What is needed - Copy out the records between the line holding "Identify the position of each instance of the white" and the line holding "[(292, 462), (437, 302)]", inclusive, requests and all, multiplying each coordinate in the answers by 2.15 and rounding to whole numbers with halves going up. Return only those lines.

╭─ Data provided

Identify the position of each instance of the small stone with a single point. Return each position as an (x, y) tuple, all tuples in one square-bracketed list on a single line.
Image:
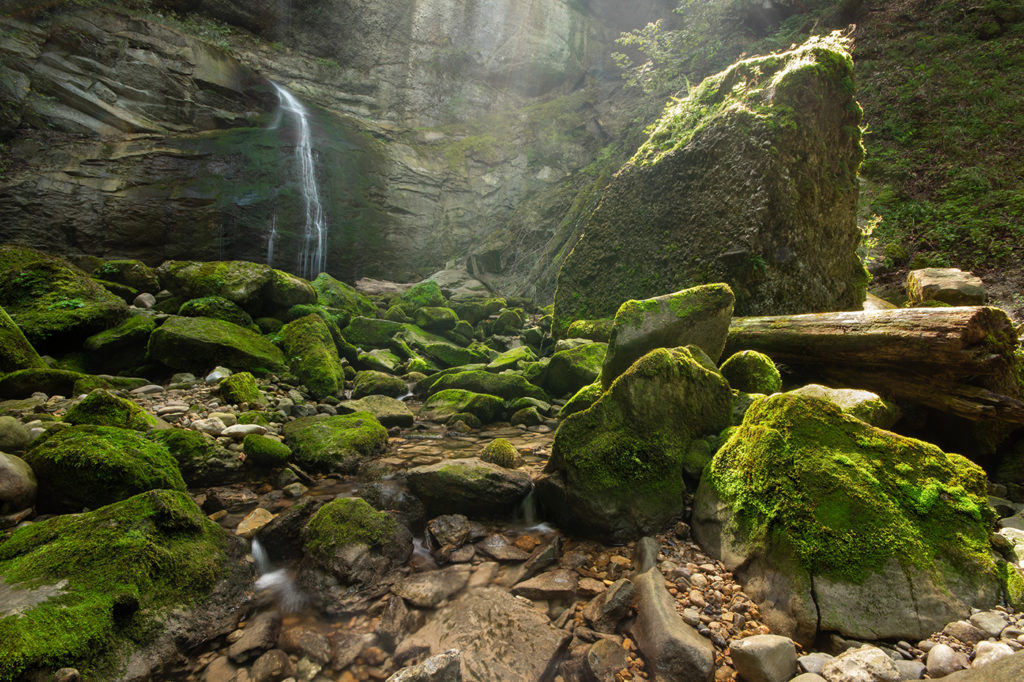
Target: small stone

╰─
╭─ Data provided

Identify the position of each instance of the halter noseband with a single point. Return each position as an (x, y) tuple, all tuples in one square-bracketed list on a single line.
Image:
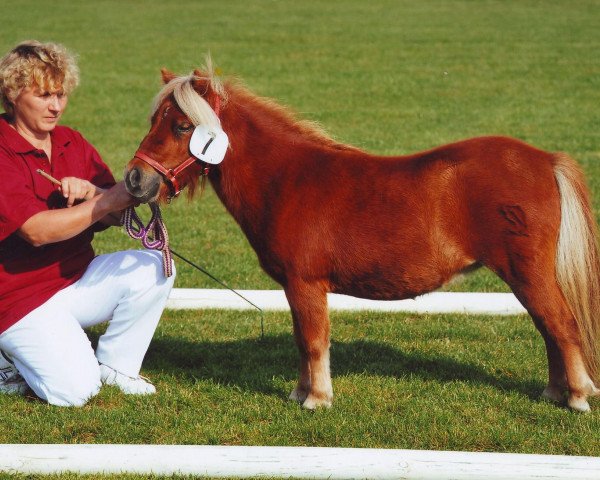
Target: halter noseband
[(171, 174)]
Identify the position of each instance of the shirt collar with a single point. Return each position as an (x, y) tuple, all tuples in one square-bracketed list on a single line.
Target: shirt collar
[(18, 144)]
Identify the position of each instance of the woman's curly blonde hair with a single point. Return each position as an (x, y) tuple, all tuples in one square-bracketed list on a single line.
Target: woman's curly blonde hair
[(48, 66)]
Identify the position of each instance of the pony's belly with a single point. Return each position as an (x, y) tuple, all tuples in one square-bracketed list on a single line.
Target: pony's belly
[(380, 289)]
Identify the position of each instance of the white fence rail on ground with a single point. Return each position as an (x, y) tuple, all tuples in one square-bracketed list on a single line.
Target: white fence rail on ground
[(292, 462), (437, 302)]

╰─

Solution to the problem -
Identify the position of each instance of the white fence rail on ground with a single point. Return each position as an (x, y) tuple, all tuples in one square-bracketed list on a single line.
Target: white fence rail on ground
[(628, 993), (940, 649)]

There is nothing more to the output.